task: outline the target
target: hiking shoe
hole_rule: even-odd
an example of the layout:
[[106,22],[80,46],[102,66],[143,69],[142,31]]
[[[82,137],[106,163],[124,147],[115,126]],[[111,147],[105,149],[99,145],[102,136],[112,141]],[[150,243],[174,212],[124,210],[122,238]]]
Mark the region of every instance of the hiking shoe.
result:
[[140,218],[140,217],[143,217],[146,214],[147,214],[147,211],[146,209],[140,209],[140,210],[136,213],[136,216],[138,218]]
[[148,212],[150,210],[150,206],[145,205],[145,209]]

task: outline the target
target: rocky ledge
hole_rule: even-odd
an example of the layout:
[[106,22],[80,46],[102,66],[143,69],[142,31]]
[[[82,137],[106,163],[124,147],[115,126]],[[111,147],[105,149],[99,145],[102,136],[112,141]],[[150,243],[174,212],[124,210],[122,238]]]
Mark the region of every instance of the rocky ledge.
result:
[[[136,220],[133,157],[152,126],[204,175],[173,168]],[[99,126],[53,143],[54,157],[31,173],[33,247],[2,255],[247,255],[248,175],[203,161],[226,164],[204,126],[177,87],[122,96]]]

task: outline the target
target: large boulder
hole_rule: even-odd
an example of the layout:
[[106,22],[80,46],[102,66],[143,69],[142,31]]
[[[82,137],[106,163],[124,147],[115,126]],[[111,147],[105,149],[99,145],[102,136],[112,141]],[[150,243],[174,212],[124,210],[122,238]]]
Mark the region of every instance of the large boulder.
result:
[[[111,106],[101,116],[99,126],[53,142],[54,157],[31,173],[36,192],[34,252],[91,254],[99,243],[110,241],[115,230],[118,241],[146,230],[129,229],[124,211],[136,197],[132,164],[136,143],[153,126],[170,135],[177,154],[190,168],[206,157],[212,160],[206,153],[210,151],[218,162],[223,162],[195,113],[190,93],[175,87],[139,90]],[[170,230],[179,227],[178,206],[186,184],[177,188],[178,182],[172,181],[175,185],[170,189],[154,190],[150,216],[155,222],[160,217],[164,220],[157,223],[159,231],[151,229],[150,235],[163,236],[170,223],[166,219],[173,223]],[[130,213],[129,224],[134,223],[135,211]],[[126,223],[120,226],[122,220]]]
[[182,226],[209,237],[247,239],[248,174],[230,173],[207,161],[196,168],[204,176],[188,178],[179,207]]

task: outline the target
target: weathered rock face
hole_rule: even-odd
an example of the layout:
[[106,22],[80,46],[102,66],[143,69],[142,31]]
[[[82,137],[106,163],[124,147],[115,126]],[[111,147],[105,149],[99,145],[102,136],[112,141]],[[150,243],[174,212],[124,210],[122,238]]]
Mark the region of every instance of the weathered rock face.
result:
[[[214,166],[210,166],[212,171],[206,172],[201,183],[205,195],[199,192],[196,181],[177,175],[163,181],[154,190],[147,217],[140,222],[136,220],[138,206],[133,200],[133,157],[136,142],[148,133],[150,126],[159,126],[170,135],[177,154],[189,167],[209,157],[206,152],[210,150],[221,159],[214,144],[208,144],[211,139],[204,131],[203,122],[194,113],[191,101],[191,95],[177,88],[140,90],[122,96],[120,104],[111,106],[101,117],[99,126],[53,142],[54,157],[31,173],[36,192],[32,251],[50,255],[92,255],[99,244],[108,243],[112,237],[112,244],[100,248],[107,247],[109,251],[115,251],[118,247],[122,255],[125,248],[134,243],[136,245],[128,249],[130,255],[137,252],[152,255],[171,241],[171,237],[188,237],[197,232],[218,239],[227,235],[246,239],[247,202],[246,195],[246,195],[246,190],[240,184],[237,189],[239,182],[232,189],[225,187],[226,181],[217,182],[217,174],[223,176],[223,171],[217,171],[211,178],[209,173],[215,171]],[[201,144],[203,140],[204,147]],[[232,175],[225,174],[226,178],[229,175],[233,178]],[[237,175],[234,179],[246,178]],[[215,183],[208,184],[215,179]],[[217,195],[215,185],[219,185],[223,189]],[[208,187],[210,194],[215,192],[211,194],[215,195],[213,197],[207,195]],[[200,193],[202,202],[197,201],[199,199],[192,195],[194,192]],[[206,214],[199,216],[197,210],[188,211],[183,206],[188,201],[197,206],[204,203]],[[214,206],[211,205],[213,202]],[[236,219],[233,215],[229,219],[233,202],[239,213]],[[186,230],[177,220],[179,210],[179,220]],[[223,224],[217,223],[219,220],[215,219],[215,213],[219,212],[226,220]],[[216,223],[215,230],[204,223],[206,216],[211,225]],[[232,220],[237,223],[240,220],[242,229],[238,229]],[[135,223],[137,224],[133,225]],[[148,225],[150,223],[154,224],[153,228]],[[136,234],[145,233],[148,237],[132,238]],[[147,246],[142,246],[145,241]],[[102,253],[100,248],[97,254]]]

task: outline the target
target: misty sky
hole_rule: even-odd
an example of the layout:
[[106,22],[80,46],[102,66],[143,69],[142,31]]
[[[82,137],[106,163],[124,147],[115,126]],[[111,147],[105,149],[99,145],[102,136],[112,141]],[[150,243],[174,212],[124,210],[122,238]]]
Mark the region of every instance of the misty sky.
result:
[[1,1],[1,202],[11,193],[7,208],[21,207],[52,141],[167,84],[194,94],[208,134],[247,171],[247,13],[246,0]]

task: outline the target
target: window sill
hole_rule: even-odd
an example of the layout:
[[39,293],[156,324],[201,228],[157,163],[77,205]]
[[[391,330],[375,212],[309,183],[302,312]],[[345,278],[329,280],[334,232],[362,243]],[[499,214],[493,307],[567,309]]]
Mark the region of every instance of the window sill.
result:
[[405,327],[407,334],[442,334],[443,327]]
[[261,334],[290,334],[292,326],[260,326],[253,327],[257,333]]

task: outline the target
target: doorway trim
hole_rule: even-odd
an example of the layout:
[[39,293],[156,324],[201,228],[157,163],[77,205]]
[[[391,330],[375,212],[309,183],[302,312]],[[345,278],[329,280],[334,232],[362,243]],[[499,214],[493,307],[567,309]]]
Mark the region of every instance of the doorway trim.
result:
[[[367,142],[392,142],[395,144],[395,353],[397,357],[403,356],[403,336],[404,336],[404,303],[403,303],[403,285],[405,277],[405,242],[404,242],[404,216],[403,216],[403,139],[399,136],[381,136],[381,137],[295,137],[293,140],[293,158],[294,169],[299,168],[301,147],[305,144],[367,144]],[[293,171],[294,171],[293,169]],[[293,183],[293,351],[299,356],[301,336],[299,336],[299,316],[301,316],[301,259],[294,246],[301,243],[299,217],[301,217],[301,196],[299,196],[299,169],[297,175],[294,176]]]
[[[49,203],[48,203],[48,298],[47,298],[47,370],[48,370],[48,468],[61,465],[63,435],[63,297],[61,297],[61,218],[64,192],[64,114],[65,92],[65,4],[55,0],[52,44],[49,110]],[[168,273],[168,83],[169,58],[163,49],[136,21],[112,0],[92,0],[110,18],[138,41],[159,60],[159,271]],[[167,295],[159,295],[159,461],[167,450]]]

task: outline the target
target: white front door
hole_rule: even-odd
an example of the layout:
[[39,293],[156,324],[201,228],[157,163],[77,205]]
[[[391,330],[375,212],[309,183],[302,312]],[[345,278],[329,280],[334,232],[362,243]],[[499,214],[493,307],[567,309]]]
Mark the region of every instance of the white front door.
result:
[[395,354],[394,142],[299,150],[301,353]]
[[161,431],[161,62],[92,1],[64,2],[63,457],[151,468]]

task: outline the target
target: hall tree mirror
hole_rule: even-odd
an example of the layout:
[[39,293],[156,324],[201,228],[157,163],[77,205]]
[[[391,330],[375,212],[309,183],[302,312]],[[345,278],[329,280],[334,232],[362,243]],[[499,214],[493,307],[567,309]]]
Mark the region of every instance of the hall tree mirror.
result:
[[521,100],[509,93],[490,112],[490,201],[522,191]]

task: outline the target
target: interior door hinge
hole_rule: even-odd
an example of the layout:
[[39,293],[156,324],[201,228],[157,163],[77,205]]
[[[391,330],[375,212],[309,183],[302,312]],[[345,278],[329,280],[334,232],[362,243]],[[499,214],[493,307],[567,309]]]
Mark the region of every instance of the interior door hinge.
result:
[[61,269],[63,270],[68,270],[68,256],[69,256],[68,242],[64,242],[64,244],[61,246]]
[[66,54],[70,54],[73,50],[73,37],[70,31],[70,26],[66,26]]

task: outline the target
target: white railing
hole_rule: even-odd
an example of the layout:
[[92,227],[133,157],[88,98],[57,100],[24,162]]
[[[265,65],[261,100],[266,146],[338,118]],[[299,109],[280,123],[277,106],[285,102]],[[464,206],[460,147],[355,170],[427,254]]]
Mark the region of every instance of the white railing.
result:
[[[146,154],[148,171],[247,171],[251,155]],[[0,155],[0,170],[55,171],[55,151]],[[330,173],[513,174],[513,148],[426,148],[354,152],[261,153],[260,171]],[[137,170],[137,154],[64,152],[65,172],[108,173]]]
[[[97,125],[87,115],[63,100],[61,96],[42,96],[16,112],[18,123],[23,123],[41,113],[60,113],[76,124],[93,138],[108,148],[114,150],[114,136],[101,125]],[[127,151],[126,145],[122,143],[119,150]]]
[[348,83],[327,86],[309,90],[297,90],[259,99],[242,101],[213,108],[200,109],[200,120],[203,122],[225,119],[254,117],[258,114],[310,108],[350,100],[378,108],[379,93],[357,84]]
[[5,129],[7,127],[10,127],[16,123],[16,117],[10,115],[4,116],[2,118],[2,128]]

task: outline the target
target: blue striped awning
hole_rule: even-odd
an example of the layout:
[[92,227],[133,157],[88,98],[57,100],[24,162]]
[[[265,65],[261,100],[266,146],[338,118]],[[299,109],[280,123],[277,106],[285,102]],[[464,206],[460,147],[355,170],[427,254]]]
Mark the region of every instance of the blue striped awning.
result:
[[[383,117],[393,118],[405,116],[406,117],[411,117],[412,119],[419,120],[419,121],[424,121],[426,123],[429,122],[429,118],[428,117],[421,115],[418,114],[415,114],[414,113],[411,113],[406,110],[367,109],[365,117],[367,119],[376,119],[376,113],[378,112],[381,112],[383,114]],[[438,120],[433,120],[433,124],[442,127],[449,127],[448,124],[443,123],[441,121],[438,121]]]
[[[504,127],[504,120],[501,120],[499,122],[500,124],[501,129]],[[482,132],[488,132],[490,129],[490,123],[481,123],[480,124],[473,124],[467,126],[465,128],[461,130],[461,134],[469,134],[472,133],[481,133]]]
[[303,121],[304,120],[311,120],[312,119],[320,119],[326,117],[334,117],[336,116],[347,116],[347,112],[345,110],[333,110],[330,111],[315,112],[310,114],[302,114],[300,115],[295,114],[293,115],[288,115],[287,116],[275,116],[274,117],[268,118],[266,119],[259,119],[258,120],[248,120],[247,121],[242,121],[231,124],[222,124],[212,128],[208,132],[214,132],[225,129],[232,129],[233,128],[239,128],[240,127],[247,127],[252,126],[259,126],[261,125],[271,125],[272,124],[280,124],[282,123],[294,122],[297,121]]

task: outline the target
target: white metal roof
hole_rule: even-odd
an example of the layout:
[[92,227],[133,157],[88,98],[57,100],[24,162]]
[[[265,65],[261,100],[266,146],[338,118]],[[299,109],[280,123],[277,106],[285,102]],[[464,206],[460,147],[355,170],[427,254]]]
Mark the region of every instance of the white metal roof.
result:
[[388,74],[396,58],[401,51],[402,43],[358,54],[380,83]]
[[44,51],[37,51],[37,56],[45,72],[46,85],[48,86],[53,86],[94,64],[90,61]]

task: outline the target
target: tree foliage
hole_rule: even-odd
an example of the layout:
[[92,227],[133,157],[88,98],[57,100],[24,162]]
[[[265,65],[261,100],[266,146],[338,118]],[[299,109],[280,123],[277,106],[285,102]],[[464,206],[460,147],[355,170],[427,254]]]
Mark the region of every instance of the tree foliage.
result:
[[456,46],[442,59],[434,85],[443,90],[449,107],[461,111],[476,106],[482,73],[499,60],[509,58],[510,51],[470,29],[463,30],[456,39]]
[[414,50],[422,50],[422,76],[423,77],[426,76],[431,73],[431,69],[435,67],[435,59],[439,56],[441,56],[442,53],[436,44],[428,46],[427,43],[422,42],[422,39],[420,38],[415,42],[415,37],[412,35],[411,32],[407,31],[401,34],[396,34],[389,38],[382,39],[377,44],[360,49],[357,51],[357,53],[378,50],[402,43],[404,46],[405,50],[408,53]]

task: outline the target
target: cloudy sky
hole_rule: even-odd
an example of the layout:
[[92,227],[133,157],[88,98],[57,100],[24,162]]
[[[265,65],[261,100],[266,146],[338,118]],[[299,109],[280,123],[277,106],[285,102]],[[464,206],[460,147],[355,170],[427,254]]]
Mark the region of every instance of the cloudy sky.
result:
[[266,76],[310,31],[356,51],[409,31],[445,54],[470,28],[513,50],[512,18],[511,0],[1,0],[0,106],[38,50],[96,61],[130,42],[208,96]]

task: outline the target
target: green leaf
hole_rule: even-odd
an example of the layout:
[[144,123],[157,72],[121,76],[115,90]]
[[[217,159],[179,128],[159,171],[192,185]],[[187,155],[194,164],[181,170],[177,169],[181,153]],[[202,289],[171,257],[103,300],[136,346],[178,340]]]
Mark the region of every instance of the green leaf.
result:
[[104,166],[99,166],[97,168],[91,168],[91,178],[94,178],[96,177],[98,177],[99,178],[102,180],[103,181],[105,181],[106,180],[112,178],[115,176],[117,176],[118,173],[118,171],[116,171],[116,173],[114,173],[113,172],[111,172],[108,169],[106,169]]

◆ SHORT EXERCISE: Report every line of the data above that contains the string "striped". Case is significant.

◆ OUTPUT FOR THIS EXERCISE:
target: blue striped awning
Mark the region of every instance of the blue striped awning.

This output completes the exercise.